* _SUPPLIED TEXT_
Posts Tagged With: tofu

Shrimp and Tofu Fritters

Filipino Appetizer

SHRIMP AND TOFU FRITTERS
(Ukoy)

INGREDIENTS – DIPPING SAUC

2 garlic cloves
¼ cup soy sauce
¼ teaspoon pepper (¼ teaspoon more later)
⅛ teaspoon chili

INGREDIENTS – BATTER

1 egg
1¼ teaspoons baking soda
½ cup corn starch
¾ cup flour
1 cup water
¼ teaspoon pepper
1 teaspoon salt

INGREDIENTS – MAIN

2 green onions
½ pound firm tofu
2 cups bean sprouts
¾ pound shrimp, peeled and deveined (20 count)
1 cup vegetable oil

Serves 8. Takes 50 minutes.

PREPARATION

Mince garlic cloves. Add all dipping sauce ingredients to serving bowl. Mix with whisk or fork until well blended.

Add egg to mixing bowl. Beat egg with whisk or fork. Add all remaining batter ingredients. Mix with fork until well blended.

Dice green onions and tofu. Add green onion, tofu, bean sprouts, and shrimp to mixing bowl with batter. Stir until shrimp are well coated with batter.

* _PROVIDED DATA_

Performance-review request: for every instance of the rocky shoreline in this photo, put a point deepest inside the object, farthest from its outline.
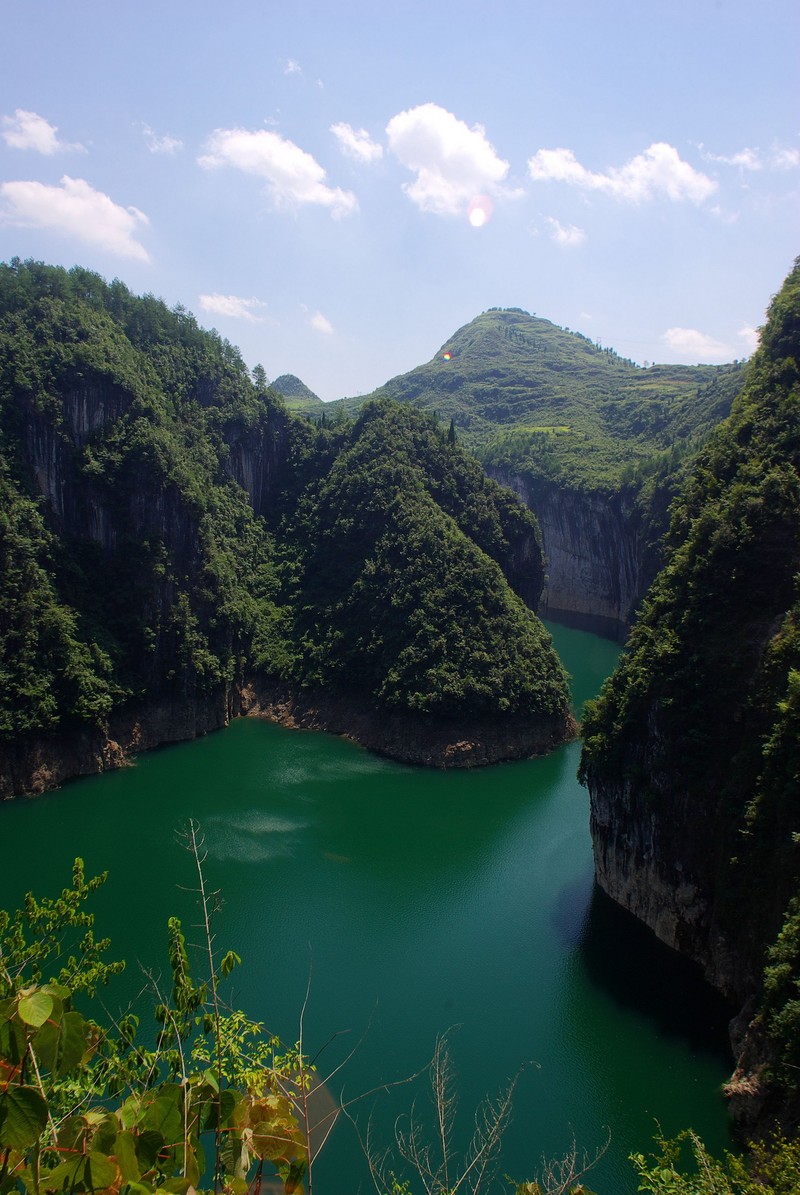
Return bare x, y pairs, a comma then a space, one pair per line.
43, 763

* _GOAL 1_
Using the fritter recipe, decide whether each statement agrees with it: (a) the dish serves eight people; (b) the batter calls for two eggs; (c) the garlic cloves are minced. Answer yes or no for each, and quote the recipe's deciding words.
* _GOAL 2_
According to the fritter recipe, how many cups of bean sprouts go into the main ingredients?
* _GOAL 3_
Copy the part of the fritter recipe between "Posts Tagged With: tofu" and "teaspoon more later)", inclusive.

* _FULL RESPONSE 1_
(a) Yes: "Serves 8. Takes 50 minutes."
(b) No: "1 egg"
(c) Yes: "Mince garlic cloves."

* _FULL RESPONSE 2_
2 cups.

* _FULL RESPONSE 3_
Posts Tagged With: tofu

Shrimp and Tofu Fritters

Filipino Appetizer

SHRIMP AND TOFU FRITTERS
(Ukoy)

INGREDIENTS – DIPPING SAUC

2 garlic cloves
¼ cup soy sauce
¼ teaspoon pepper (¼ teaspoon more later)